◆ Assignment 1 ◆
Answer these questions about the ethylene oxide excerpt:
(a) In how many inhalation studies did confirmatory data show dose-related increases in tumor incidences?
(b) How does the excerpt describe the evidence for the carcinogenicity of ethylene oxide in man?
(c) How low should environmental levels of ethylene oxide be kept?
◆ Assignment 2 ◆
Write the next portion of the ethylene oxide excerpt, beginning after its final sentence.

In 2 inhalation studies, confirmatory data demonstrated dose-
related increases in the incidences of leukaemia, peritoneal 
mesothelioma, and cerebral glioma (section 7.4).  Although the 
evidence for the carcinogenicity of ethylene oxide in man is 
inadequate, epidemiological studies indicate that exposure to 
ethylene oxide (in mixtures with other chemicals) increases the 
risk of malignancies (section 8.6). 

    Taking into account available data concerning the alkylating 
nature of ethylene oxide, the demonstration of DNA adducts, the 
overwhelming positive  in vivo responses in mutagenic and 
clastogenic assays, the reproducible positive carcinogenic findings 
in animals, and the epidemiological findings suggesting an increase 
in the incidence of human cancer, ethylene oxide should be 
considered as a probable human carcinogen, and its levels in the 
environment should be kept as low as feasible.

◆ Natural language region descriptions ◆

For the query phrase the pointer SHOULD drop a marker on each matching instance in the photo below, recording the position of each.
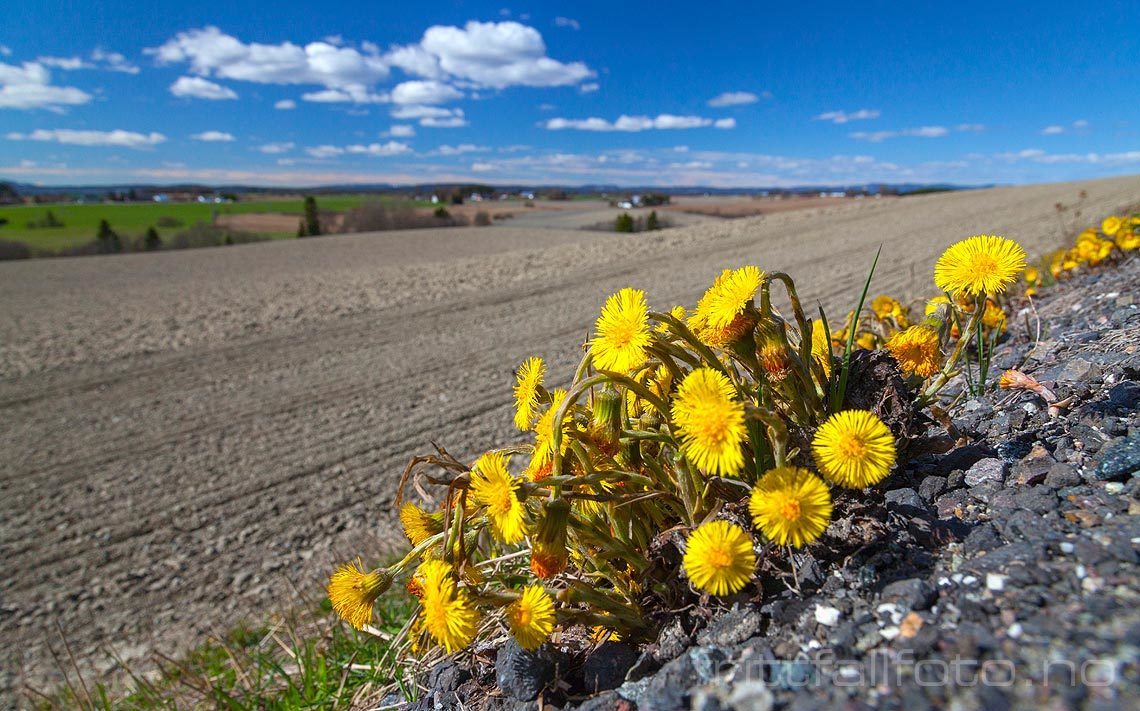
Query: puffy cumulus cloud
(495, 55)
(120, 138)
(424, 92)
(633, 124)
(276, 148)
(212, 52)
(840, 116)
(735, 98)
(878, 137)
(197, 88)
(29, 86)
(213, 137)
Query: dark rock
(1061, 475)
(931, 487)
(990, 470)
(1125, 395)
(1118, 459)
(522, 675)
(1033, 468)
(607, 667)
(903, 499)
(913, 593)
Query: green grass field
(82, 221)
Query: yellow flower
(854, 449)
(721, 318)
(917, 350)
(982, 264)
(623, 332)
(447, 612)
(719, 557)
(352, 591)
(791, 506)
(420, 525)
(821, 348)
(494, 488)
(531, 618)
(544, 438)
(526, 392)
(710, 422)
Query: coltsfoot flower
(623, 332)
(719, 557)
(531, 618)
(493, 487)
(982, 264)
(710, 422)
(447, 612)
(917, 350)
(790, 506)
(854, 449)
(526, 392)
(352, 591)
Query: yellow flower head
(917, 350)
(982, 264)
(544, 438)
(352, 591)
(791, 506)
(719, 557)
(526, 392)
(854, 449)
(494, 488)
(821, 348)
(719, 318)
(531, 618)
(447, 612)
(623, 332)
(420, 525)
(710, 422)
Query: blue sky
(660, 94)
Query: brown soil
(187, 435)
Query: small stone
(913, 593)
(990, 470)
(931, 487)
(1118, 459)
(827, 616)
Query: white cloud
(495, 55)
(29, 86)
(878, 137)
(733, 98)
(634, 123)
(213, 137)
(125, 139)
(276, 148)
(197, 88)
(839, 116)
(448, 150)
(325, 152)
(424, 92)
(380, 149)
(212, 52)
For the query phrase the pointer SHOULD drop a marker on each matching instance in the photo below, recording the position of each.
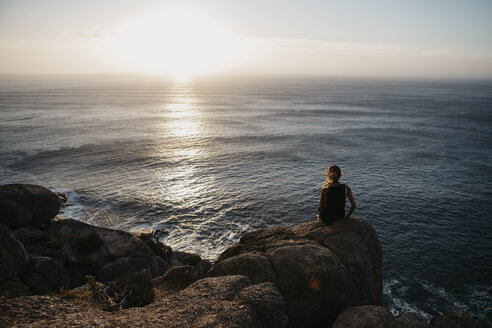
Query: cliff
(308, 275)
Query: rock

◆ Exercise response 1 ◆
(a) 2
(b) Inadequate
(c) As low as feasible

◆ Exercise response 2 ◆
    1.  The study indicating that exposure to ethylene oxide may be 
        associated with spontaneous abortion needs to be 
        corroborated and the implication explored further.

    2.  The possible effects of ethylene oxide on the reproductive 
        function of man should be studied.

    3.  The epidemiological studies indicating an increased risk of 
        cancer in workers exposed to ethylene oxide in combination 
        with other chemicals strongly suggest that additional 
        epidemiological studies should be carried out on 
        populations whose exposure has been primarily to ethylene 
        oxide, including adequate quantification of past exposure.

    4.  The temporal relationships of air concentrations of 
        ethylene oxide and duration of exposure must be examined to 
        determine which of these two factors has the greater impact 
        on health.

    5.  Development of methods and research should be conducted to 
        assess the endogenous occurrence of hydroxyethylation and 
        the exogenous (environmental) contribution of ethylene 
        oxide and its precursors to the formation of macromolecular 
        adducts as markers of internal dose.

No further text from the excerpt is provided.